REQUIRED TASK: Rewrite every one of the entries below with "pixel coordinates" changed to "image coordinates", keeping all other wording the same. Leave the pictures out.

INPUT ROWS:
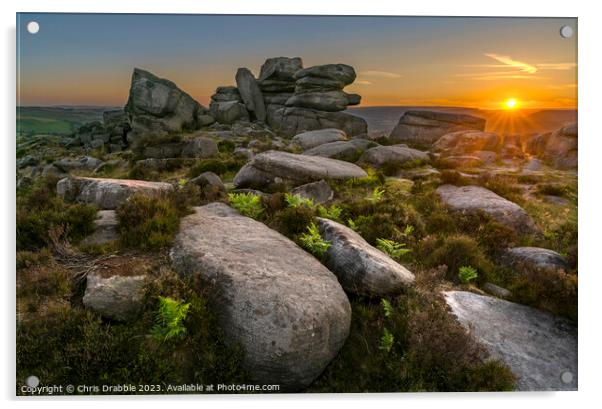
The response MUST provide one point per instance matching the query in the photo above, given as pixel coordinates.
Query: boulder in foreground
(540, 349)
(274, 167)
(472, 199)
(288, 312)
(106, 194)
(361, 268)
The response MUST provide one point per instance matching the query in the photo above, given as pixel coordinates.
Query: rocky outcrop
(105, 229)
(392, 156)
(311, 139)
(534, 259)
(115, 297)
(106, 194)
(157, 107)
(472, 199)
(349, 151)
(86, 163)
(286, 310)
(559, 148)
(276, 167)
(360, 268)
(321, 87)
(250, 94)
(423, 128)
(318, 192)
(540, 349)
(292, 120)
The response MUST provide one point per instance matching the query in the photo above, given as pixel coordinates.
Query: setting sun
(511, 103)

ANSWER TO THIS TASK:
The response MUST provide one point per instance matching the query in the photo above, given as image coordinates.
Query: boulder in foreground
(540, 349)
(274, 167)
(472, 199)
(288, 312)
(106, 194)
(361, 268)
The response MUST provide one point per instance matching the query in the photo above, given as image coordinates.
Query: rocky outcrop
(105, 229)
(392, 156)
(311, 139)
(534, 259)
(115, 297)
(106, 194)
(157, 107)
(472, 199)
(349, 151)
(86, 163)
(286, 310)
(559, 148)
(276, 167)
(360, 268)
(321, 87)
(250, 94)
(423, 128)
(318, 192)
(540, 349)
(292, 120)
The response MUST provide one point per instance matching the query in the photo above, given as image coordinates.
Query: setting sun
(511, 103)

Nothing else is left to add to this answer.